> STUDY TEXT

[Start of section]

A plasma weapon doesn't expand because of its charge, it expands due to its internal pressure and temperature. Any macroscopic-scale plasma stream has to be electrically neutral, with equal numbers of free positive charges and free electrons. If a plasma discharge was non-neutral, whoever was firing the plasma would accumulate a huge negative or positive charge... which would soon become large enough to overwhelm the accelerating potential and cause the plasma to come right back to its source. (not to mention being very harmful to the shooter)
For example, every ion thruster used in real-world spacecraft contains separate accelerating elements for positive ions and negative electrons. The resulting plasma is electrically neutral.
Electrostatic ion thruster - Wikipedia, the free encyclopedia
You're confusing plasma weapons with electron beam weapons. Electron beams are very commonly used for food sterilization and radiation therapy so their physics is well understood. Their mutually repulsive charge spreads them out very widely over a distance of a few meters, and they also create an electrical circuit between the beam and the target.
On the other hand, a plasma weapon would attempt to use some form of confined plasma, usually based on the same plasma technology used to create fusion power. Fusion plasmas are electrically neutral, with magnetic fields that simultaneously confine the positive nuclei and the associated electrons. This also means that a fusion plasma is extremely electrically conductive. Tokamaks only work because the confined fusion plasma carries an extremely strong electrical current; up to 15 megaamperes in ITER according to Wikipedia. (
Tokamak - Wikipedia, the free encyclopedia)
I'd imagine that any civilization with a high prevalence of fusion power would have a much better understanding of hot-plasma magnetohydrodynamics than what we have today. It's at least partially plausible that super-advanced plasma physics could produce a free-floating plasmoid that remains stable for milliseconds... If that plasmoid is moving at a substantial percentage of c, that would give a "plasma weapon" an effective range of tens of kilometers.

[End of section]

> WHAT THE TASK REQUIRES
According to the text on plasma weapons, how strong a current can the confined plasma in ITER carry? The data that comes next has no connection to the text on plasma weapons.

(Phrase grounding data)

[Start of section]

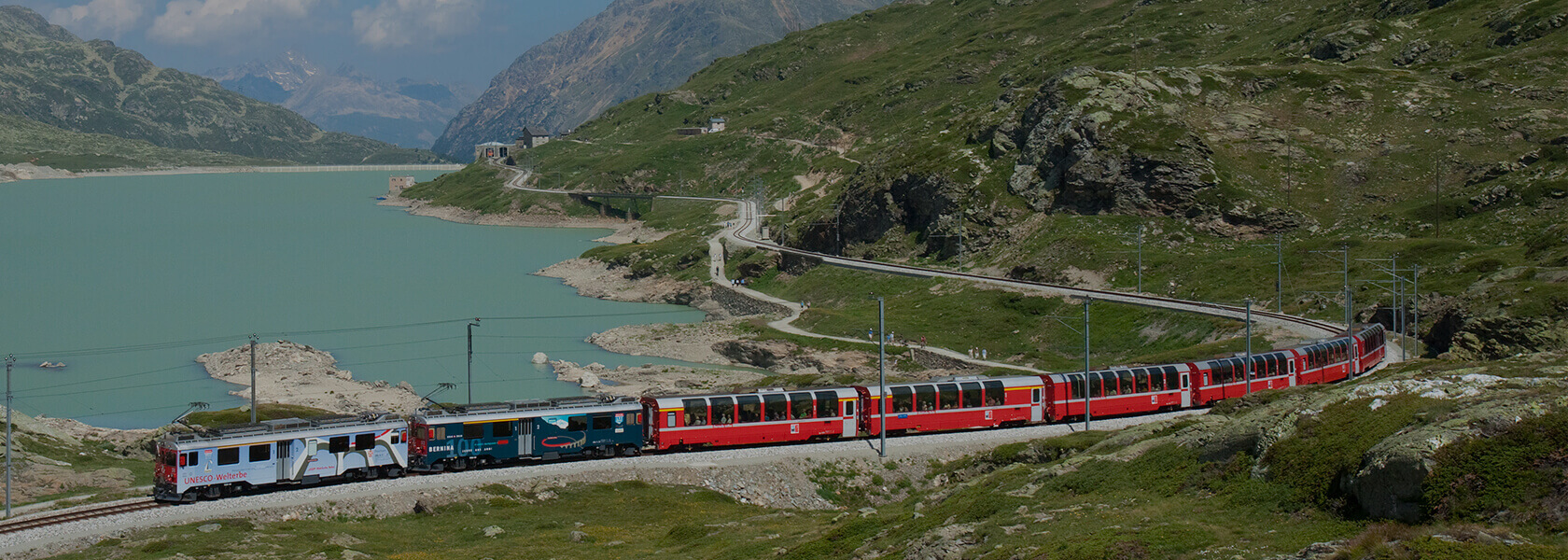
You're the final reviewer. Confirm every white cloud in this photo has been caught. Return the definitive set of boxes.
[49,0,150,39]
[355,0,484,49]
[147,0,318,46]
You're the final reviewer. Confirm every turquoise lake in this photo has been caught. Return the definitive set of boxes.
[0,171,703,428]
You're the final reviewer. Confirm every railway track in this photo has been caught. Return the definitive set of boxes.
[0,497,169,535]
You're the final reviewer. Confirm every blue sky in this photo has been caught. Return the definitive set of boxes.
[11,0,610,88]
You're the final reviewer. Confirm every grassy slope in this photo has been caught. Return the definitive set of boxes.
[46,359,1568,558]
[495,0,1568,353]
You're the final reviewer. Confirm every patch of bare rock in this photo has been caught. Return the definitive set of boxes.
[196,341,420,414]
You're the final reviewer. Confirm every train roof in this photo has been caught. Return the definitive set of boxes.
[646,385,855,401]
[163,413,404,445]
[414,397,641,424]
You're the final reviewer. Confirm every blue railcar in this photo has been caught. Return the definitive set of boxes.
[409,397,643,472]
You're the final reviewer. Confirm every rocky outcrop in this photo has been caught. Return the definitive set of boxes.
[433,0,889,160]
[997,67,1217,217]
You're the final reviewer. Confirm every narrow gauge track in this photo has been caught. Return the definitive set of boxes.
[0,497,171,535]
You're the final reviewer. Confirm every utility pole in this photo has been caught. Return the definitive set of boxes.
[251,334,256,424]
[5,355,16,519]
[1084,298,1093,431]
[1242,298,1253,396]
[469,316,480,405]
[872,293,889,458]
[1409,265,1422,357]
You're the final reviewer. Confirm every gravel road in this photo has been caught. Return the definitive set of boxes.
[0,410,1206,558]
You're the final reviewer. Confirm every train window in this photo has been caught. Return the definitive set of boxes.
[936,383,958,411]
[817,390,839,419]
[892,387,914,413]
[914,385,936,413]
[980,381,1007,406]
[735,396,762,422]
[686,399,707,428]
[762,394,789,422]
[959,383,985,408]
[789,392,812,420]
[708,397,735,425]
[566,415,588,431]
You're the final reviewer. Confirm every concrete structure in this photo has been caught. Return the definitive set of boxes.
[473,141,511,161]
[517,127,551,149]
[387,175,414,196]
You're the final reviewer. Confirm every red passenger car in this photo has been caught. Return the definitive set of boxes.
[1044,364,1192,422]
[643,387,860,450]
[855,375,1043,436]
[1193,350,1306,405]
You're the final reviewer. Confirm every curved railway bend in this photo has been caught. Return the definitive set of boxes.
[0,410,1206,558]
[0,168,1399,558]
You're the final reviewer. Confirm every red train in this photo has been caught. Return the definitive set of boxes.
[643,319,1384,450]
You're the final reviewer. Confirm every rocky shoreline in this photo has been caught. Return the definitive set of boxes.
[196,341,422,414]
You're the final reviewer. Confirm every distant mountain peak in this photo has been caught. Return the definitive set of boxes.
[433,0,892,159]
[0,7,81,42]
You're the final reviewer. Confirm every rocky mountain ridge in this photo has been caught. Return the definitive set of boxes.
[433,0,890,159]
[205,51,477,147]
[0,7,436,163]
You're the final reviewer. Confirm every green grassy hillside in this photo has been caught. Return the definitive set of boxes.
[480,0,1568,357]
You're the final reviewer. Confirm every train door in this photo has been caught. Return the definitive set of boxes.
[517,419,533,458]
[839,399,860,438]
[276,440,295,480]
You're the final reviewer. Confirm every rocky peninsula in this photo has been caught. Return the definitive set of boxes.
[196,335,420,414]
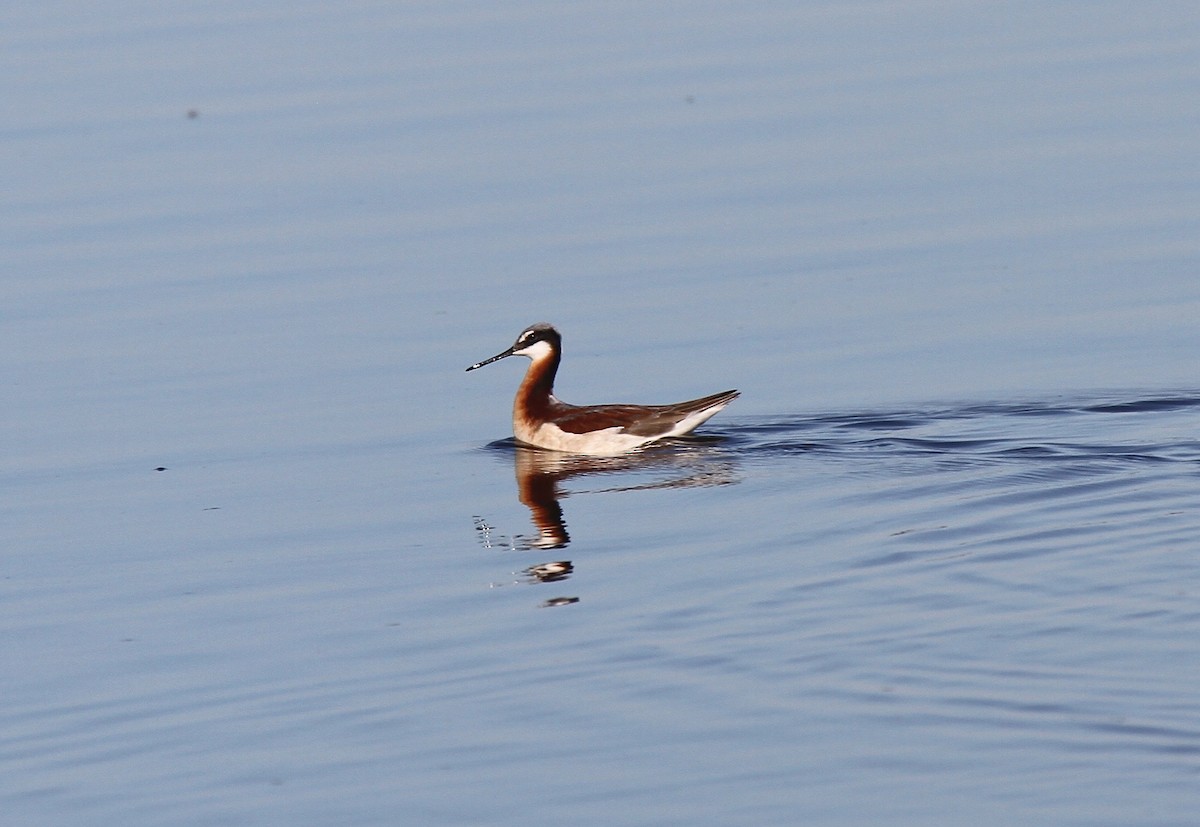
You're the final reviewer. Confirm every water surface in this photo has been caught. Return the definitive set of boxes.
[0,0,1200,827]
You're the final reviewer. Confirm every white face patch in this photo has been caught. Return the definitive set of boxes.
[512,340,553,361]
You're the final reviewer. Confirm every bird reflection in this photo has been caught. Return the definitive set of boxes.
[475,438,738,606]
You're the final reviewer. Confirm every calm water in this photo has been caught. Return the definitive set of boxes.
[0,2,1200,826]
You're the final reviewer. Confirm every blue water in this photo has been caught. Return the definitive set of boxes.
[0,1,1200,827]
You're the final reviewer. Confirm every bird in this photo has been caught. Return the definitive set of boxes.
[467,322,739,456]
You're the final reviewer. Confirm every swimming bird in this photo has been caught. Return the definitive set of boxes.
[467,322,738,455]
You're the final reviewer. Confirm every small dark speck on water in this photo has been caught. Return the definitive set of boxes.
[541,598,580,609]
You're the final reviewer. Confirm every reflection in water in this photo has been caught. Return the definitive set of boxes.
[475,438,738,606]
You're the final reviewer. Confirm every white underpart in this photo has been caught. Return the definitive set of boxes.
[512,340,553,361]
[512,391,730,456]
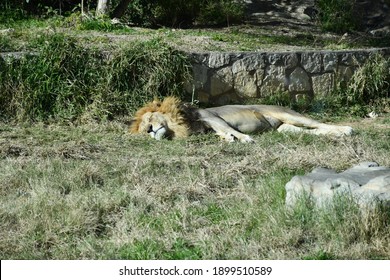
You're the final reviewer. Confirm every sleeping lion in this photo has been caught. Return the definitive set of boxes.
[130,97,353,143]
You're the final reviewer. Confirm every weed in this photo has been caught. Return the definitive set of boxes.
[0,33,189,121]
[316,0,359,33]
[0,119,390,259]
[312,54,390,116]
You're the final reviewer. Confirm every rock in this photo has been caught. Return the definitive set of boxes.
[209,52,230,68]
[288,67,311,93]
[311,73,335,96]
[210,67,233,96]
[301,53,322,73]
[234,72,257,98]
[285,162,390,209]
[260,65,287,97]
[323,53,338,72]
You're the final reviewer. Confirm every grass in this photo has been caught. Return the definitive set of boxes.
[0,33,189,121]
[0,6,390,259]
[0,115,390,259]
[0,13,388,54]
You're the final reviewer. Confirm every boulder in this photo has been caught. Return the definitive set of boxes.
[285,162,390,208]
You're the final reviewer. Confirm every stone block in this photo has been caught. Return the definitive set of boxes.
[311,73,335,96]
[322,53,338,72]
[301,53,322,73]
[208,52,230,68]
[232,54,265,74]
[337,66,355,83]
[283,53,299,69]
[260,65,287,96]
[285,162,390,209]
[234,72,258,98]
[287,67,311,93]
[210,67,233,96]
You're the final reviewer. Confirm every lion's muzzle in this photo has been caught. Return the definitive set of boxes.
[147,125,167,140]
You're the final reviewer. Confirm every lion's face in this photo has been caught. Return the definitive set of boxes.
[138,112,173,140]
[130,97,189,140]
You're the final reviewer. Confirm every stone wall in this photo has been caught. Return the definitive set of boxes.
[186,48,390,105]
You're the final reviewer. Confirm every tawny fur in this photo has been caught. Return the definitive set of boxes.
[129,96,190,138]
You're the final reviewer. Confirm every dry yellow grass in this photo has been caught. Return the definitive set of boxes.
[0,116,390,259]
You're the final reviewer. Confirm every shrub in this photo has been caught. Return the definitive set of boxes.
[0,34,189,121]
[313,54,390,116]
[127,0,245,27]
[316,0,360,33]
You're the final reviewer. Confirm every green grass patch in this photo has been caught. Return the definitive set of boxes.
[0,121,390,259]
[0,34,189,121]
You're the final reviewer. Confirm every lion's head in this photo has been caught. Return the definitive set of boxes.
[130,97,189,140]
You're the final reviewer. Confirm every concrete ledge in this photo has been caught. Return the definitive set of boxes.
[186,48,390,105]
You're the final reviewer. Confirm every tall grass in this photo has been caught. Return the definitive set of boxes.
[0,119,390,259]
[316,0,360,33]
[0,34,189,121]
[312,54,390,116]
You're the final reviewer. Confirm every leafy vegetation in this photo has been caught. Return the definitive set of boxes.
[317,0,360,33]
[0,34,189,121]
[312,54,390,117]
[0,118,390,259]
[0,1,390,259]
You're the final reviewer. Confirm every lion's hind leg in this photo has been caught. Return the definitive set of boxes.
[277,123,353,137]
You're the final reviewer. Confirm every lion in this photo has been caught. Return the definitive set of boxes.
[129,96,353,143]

[End of section]

> EXERCISE SOLUTION
Up to 15 megaamperes.